_EXTRAIT DU DOCUMENT_

========

« L’enjeu de l’économie, l’enjeu de la globalisation, c’est la justice sociale. Sans justice sociale, il n’y aura plus d’économie »
Emmanuel Faber Discours pour la remise des diplômes à HEC, juin 2016
Emmanuel Faber est devenu, le 1er décembre 2017, le PDG de Danone, remplaçant Franck Riboud, qui avait succédé à son père à la tête du géant français de l’agroalimentaire. Danone c’est aussi Evian, Danette et Blédina.
Emmanuel Faber est âgé de 53 ans, il était directeur général de Danone depuis trois ans.
Je voudrais revenir sur un discours qui avait fait beaucoup de bruit et que j’avais évoqué de manière un peu étonnante au moment où il avait été prononcé en juin 2016.

========

_MATÉRIEL_
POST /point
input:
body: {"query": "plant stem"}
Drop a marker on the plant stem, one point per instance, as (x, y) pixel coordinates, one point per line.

========

_EXERCICE PROPOSÉ A_
Répondez aux questions suivantes à partir de l'extrait sur Emmanuel Faber :
(i) À quelle date Emmanuel Faber est-il devenu PDG de Danone ?
(ii) Quel âge l'extrait lui donne-t-il ?
(iii) À quelle occasion a-t-il prononcé son discours de juin 2016 ?
_EXERCICE PROPOSÉ B_
Prolongez l'extrait sur Emmanuel Faber en reprenant juste après sa dernière phrase.

_RÉPONSE A_
(i) Le 1er décembre 2017.
(ii) 53 ans.
(iii) Lors de la remise des diplômes à HEC.

_RÉPONSE B_
J’avais, avant de partir en congé d’été en 2016 et en m’inspirant de la tradition de Charlie Hebdo : «Les unes auxquelles vous avez échappé » fait la liste des mots du jour que je n’avais pas écrit, mais pour lesquels j’avais préparé un brouillon. Il y en avait 20 et j’ai ajouté un 21ème qui était ce discours.
Mais aujourd’hui je voudrais revenir plus longuement sur ce discours, au moment où cet homme prend la tête de l’entreprise Danone.
Rappelons le contexte. Ancien élève d’HEC, Emmanuel Faber est invité, comme parrain de la promotion et comme cela se fait dans toutes Grandes Ecoles, à prononcer, lors de la cérémonie de remise des diplômes, un discours pour partager son expérience avec les étudiants qui viennent de finir leur cursus.
<Ce discours vous le trouverez en vidéo derrière ce lien>
Le début du discours est en français et commence par cette introduction :
«Si vous attendez un discours de référence intellectuelle, vous allez être déçus»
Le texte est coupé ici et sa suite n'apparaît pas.